- [Objective]
Your task is to copy the material exactly.

- [Information supplied]
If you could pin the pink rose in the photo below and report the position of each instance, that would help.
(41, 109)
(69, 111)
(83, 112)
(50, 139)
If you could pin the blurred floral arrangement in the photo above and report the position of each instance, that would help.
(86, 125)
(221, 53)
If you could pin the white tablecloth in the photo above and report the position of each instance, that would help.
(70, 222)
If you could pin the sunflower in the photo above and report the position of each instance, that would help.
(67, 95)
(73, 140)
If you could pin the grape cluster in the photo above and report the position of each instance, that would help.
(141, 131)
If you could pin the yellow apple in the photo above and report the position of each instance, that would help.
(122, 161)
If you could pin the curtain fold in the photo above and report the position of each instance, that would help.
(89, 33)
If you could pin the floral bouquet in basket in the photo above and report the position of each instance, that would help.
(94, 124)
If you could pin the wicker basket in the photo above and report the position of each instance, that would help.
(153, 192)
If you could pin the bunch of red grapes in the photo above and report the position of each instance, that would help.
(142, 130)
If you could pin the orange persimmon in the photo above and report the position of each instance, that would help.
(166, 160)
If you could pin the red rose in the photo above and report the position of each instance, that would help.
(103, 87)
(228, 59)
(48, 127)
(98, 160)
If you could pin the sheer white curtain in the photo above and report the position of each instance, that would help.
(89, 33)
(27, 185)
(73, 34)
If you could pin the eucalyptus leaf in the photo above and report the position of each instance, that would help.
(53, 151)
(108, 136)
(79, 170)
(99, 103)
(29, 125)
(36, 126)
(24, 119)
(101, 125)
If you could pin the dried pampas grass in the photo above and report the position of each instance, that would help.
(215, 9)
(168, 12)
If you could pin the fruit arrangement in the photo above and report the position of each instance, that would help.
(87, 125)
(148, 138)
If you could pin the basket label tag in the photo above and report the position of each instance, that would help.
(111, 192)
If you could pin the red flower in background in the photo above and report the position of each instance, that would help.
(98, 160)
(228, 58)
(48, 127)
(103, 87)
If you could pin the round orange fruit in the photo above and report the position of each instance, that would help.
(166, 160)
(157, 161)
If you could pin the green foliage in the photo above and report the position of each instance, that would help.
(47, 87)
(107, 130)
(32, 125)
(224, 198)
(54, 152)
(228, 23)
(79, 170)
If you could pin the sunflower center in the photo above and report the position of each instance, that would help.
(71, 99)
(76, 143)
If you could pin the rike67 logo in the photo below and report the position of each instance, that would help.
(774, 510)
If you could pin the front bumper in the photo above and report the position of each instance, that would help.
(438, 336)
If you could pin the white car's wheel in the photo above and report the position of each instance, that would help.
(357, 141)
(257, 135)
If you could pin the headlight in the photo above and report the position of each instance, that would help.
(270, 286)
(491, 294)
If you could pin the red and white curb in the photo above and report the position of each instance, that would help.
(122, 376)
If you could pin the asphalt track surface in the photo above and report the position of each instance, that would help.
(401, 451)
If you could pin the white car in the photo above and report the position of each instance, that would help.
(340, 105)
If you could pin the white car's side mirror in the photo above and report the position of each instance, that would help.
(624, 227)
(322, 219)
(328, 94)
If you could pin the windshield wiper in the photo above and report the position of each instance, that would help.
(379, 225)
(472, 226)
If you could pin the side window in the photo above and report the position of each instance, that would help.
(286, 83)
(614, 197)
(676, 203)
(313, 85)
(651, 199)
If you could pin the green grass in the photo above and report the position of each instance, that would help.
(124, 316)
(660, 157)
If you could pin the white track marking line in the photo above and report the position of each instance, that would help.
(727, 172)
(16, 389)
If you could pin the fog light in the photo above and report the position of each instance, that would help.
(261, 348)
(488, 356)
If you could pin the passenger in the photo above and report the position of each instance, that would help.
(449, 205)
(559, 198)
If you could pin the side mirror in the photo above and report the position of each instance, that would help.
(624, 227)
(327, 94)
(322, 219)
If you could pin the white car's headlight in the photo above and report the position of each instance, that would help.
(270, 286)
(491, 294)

- [Right answer]
If you could pin the pink rose in the photo below and report the position of each instance, that would help.
(41, 109)
(69, 111)
(83, 112)
(50, 139)
If you could pin the blurred floral arrangement in the photo above and report the position of each instance, that would help.
(86, 125)
(221, 53)
If you could pin the white tablecloth in the photo above and report the position of each instance, that would help.
(70, 222)
If you could pin the sunflower in the photo above and report the position of each instance, that would help.
(67, 95)
(73, 140)
If you could pin the grape cluster in the photo above and report the position of each instance, that would help.
(141, 131)
If you could pin the yellow apple in the photo above and report the position of each instance, that would help.
(122, 161)
If you could pin the curtain fold in the photo above and report the position of each instance, that would help.
(89, 33)
If you could pin the floral bouquet in basket in the photo above and report the position of each instance, that would help.
(94, 124)
If you could pin the wicker basket in the photo above and report the position of each instance, that would help.
(153, 192)
If you could pin the bunch of red grapes in the photo above and report the position of each instance, that would help.
(142, 130)
If you could pin the orange persimmon in the photo above and report the position of each instance, that would help.
(166, 160)
If you could pin the red rose in the photo above and report the position of each instance, that would help.
(103, 87)
(228, 59)
(48, 127)
(98, 160)
If you could pin the sheer white curtain in the photo above and report the position of each instance, that would help.
(89, 33)
(27, 185)
(73, 34)
If you could pin the eucalyptus leaf in the photo above and report the position of each instance, that would help.
(53, 151)
(108, 136)
(79, 170)
(99, 103)
(29, 125)
(36, 126)
(24, 119)
(101, 125)
If you could pin the dried pampas grass in the photo above and report the position of each instance, that would help.
(215, 9)
(168, 12)
If you could pin the fruit arrangement in the photo above and report the position of each instance, that would help.
(87, 125)
(148, 138)
If you could pin the basket label tag in the photo above and report the position of each instance, that would help.
(111, 192)
If you could pin the red flower in background in the photo above and report the position of each instance, that would help.
(98, 160)
(228, 58)
(48, 127)
(103, 87)
If you could pin the round orange fruit in the photo above and report the position of each instance, that would help.
(166, 160)
(157, 161)
If you could pin the green foliage in the photo above and report the position of each instance, that would help.
(47, 87)
(107, 130)
(32, 125)
(224, 198)
(54, 152)
(228, 23)
(79, 170)
If you could pin the sunflower center in the photo above and report the position of each instance, that would help.
(71, 99)
(76, 143)
If you could pin the rike67 logo in the photo below and report the position of each instance, that would help.
(774, 510)
If you could pin the front bumper in the photo above and report the position of each instance, that would help.
(438, 336)
If you could pin the white car's wheel in the photo above and report the position of each instance, that would help.
(357, 141)
(257, 135)
If you could pin the headlight in the photo above and report the position of each instance, that would help.
(270, 286)
(491, 294)
If you could pin the red and white curb in the photo above and report the position of each instance, that would help.
(122, 376)
If you could pin the asphalt track surface in the photo above and report the position of each instance, that would help.
(401, 451)
If you could pin the white car in the photo above and report the position of each instance, that would help.
(340, 105)
If you could pin the white car's side mirror in the photo above and report the position of each instance, that would help.
(624, 227)
(322, 219)
(328, 94)
If you could pin the windshield wiper in the photo above and report the position of each instance, that would help.
(379, 225)
(472, 226)
If you could pin the side window in the photo above and report the position of each instance, that would help.
(286, 83)
(614, 197)
(676, 203)
(313, 85)
(651, 199)
If you could pin the green grass in the photo above and report the position of each instance, that would help.
(124, 316)
(660, 157)
If you could pin the white track marking line in the photo above and report the position of each instance, that would help.
(727, 172)
(16, 389)
If you could pin the fog light in the photo above and report the position of each instance, that would help.
(261, 348)
(488, 356)
If you could pin the passenger in the photo above and report the position of each instance, that would help.
(449, 205)
(559, 198)
If you could pin the side mirror in the photo above and report the position of each instance, that would help.
(624, 227)
(327, 94)
(322, 219)
If you could pin the white car's headlight in the photo above and report the position of each instance, that would help.
(270, 286)
(491, 294)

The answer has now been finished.